[REQUEST] Write out the entries below once more, exactly.

[AVAILABLE RECORDS]
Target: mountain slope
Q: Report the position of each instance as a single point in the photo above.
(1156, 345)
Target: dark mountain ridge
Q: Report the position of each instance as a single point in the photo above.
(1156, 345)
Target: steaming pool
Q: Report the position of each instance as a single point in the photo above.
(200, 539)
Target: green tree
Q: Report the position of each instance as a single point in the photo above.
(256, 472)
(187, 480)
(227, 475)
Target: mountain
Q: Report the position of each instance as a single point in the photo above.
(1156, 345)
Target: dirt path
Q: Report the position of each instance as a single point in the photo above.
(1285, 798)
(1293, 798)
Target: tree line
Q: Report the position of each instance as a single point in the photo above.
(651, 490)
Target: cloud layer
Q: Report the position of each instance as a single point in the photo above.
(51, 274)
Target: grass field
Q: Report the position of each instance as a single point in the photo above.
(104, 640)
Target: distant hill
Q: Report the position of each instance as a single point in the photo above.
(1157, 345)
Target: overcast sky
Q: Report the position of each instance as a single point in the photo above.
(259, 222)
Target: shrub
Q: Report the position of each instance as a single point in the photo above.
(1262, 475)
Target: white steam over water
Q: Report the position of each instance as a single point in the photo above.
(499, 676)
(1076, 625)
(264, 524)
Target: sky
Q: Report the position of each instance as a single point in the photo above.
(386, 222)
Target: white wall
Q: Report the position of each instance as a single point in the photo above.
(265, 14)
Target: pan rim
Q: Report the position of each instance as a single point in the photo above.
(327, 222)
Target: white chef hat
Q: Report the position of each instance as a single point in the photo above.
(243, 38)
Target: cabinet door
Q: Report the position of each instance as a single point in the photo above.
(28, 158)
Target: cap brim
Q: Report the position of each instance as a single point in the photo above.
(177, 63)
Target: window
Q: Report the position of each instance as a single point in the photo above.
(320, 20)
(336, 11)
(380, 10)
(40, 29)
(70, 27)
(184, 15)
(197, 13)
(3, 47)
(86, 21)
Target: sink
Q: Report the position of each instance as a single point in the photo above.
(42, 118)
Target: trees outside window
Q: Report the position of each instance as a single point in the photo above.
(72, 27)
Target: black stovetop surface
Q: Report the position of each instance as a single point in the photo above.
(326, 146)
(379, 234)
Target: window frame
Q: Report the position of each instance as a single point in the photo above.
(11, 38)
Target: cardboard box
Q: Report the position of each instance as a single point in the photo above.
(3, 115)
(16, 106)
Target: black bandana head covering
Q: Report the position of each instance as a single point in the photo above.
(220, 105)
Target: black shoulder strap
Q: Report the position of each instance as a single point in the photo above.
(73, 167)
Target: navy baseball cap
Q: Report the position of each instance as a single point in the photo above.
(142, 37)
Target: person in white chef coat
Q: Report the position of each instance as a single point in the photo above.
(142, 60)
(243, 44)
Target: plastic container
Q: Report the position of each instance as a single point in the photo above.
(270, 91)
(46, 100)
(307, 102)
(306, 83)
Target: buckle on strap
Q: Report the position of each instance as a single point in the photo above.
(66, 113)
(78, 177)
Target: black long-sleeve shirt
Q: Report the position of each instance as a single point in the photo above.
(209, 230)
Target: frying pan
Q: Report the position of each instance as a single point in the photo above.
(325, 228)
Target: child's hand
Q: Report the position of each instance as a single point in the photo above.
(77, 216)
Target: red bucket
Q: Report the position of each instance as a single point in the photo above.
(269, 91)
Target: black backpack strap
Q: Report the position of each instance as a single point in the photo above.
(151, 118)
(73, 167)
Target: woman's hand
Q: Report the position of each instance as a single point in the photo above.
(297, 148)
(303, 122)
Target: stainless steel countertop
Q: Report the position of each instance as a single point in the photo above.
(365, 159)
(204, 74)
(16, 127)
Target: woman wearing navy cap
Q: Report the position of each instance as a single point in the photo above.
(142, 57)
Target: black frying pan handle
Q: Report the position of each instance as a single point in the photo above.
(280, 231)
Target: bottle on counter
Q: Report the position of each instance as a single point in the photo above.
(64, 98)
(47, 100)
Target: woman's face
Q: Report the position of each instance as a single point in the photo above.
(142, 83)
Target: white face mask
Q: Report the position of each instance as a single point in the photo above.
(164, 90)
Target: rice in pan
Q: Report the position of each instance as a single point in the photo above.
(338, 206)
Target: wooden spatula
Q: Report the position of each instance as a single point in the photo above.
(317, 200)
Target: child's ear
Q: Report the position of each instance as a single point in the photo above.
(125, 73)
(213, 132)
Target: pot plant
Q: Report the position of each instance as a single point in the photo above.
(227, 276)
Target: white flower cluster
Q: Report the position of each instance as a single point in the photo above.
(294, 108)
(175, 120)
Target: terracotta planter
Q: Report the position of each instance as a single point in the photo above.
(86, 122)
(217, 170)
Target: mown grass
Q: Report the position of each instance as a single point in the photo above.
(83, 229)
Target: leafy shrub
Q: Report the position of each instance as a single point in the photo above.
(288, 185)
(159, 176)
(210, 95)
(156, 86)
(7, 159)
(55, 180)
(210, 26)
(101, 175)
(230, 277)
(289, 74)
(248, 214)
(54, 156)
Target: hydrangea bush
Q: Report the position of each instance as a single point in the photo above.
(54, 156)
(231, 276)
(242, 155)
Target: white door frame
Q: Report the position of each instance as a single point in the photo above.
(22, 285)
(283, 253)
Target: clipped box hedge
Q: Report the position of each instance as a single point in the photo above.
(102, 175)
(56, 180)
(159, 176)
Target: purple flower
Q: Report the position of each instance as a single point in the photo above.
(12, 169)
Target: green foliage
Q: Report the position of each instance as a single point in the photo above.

[WRITTEN RESPONSE]
Target: mountain slope
Q: Report the position of each instance as a single point in the photo above.
(1156, 345)
Target: dark mountain ridge
Q: Report the position of each instance as a single point in the photo above.
(1156, 345)
Target: steaming pool
Q: Report the position of each instance as a single point in the photo above.
(200, 539)
Target: green tree
Q: Report the position of each instance as a single point in the photo above.
(256, 472)
(187, 480)
(227, 475)
Target: mountain
Q: Report the position of each instance as a single point in the photo above.
(1156, 345)
Target: dirt path
Q: Report the position of each instance as a single point in the photo above.
(1285, 798)
(1293, 798)
Target: tree line
Q: Report the position of each instance as a single point in the photo above.
(651, 490)
Target: cloud layer
Q: Report the position of each instance as a single point in the photo above.
(51, 274)
Target: grass field
Q: Report the position of each instance as a single point in the photo above.
(104, 640)
Target: distant hill
Q: Report the position of each instance as a single point in the photo above.
(1157, 345)
Target: overcast sky
Q: Report the position of each instance as a single point in the photo above.
(259, 222)
Target: shrub
Q: Report the position of each instance as a single point in the photo above.
(1262, 475)
Target: white steam over water
Q: Report the position of each instance as a single point in the photo above.
(499, 676)
(1076, 625)
(264, 524)
Target: sky
Q: Report the position of each instance as a single point in the photo above.
(386, 222)
Target: white wall
Q: Report the position of each instance as a single point in the photo above.
(265, 14)
Target: pan rim
Q: Report the position of each instance as a single point in the photo above.
(327, 222)
Target: white chef hat
Q: Report the position of each instance as a single point in the photo above.
(243, 38)
Target: cabinet door
Q: Report the position of each instance as a single point in the photo above.
(28, 158)
Target: cap brim
Q: Report the position of each instance as a single point in the photo above.
(177, 63)
Target: window
Q: Report the position of each instance as a single point in the photo above.
(320, 20)
(336, 11)
(380, 10)
(40, 29)
(70, 27)
(184, 15)
(197, 13)
(3, 47)
(86, 21)
Target: sink
Q: Report the position of each instance as a single point in the photo above.
(42, 118)
Target: trees outside window
Q: Report the position of each instance as a single point in the photo above.
(72, 27)
Target: black stovetop surface
Q: Report the position of each instance as a single point in the photo above.
(326, 146)
(379, 234)
Target: window frame
Q: Report the position of each instance as a single point in the photo above.
(11, 38)
Target: cardboard box
Q: Report the position of each instance as a single point in the photo above.
(3, 115)
(16, 106)
Target: black bandana head covering
Q: Report the position of each instance as a single point in the photo above.
(220, 105)
Target: black shoulder strap
Q: Report the position of each instance as a single point in the photo above.
(73, 167)
Target: navy baseball cap
Q: Report the position of each instance as a single point in the photo above.
(142, 37)
Target: person in white chef coat
Q: Report the position of each instance as a single point in the photo above.
(142, 60)
(243, 44)
Target: plastic container
Q: Report the position of each instance as a single point in the photo above.
(270, 91)
(46, 100)
(307, 102)
(306, 83)
Target: buckle on strap
Q: Report the position of each instance as a single point in the photo above.
(66, 113)
(78, 177)
Target: black long-sleeve shirt
Q: Report the position of each instance as a single point in the photo above.
(209, 230)
Target: frying pan
Q: Report the position of each instance as a single point in the photo above.
(325, 228)
Target: child's hand
Q: Report the position of each instance as a single point in the photo above.
(77, 216)
Target: red bucket
Q: Report the position of each instance as a single point in the photo above.
(269, 91)
Target: black backpack strap
Q: Report the position of each instance as a single point in the photo above.
(151, 118)
(73, 167)
Target: woman's hand
Q: Report the position of each instance as a single point in the photo above.
(297, 148)
(303, 122)
Target: stainless steel countertop
Q: Report the position of each instance as a single point in the photo above.
(365, 159)
(204, 74)
(16, 127)
Target: woman wearing navy cap
Q: Report the position of each instance as a single point in the photo above.
(142, 57)
Target: black frying pan handle
Q: Report the position of each instance as a single point in the photo above.
(280, 231)
Target: bottle on counter
Q: Report the position of each instance as a single point in the photo above.
(64, 98)
(47, 100)
Target: woman's face
Q: Report the position of each instance as a single point in the photo above.
(142, 83)
Target: white face mask
Q: Report the position of each instance as a single point in the photo above.
(164, 90)
Target: rice in pan
Q: Report the position of each instance as a single point in the photo above.
(338, 206)
Target: wooden spatula
Q: Report the position of each instance as a single point in the photo above.
(317, 200)
Target: child's ear
Q: Report the position of each instance as a single point in the photo above.
(125, 73)
(213, 132)
Target: pot plant
Q: Report the position of each instance as a single point in the photo above.
(227, 276)
Target: white flower cluster
Q: Report the position of each instance as a single point in the photo above.
(294, 108)
(175, 120)
Target: terracotta planter
Q: Report the position of each instance as a single point in the photo above.
(86, 122)
(217, 170)
Target: mown grass
Q: Report the position of each instance as a single point in the photo above.
(83, 229)
Target: leafy shrub
Q: Report the position of each instance as a single point in the photo above.
(288, 185)
(159, 176)
(210, 95)
(156, 86)
(7, 159)
(55, 180)
(210, 26)
(101, 175)
(230, 277)
(289, 74)
(248, 214)
(54, 156)
Target: hydrangea bush
Q: Report the position of each instance as a single point in the photo above.
(54, 156)
(231, 276)
(242, 155)
Target: white door frame
Q: Report the position of each instance as a single point in the photo above.
(22, 285)
(283, 253)
Target: clipped box hedge
Q: Report the position of each instance as a single point in the photo above.
(102, 175)
(56, 180)
(159, 176)
Target: purple flower
Q: Report the position of each instance as a single point in the photo above.
(12, 169)
Target: green foliage
Q: Report the position of each instance as a single point in the photo above.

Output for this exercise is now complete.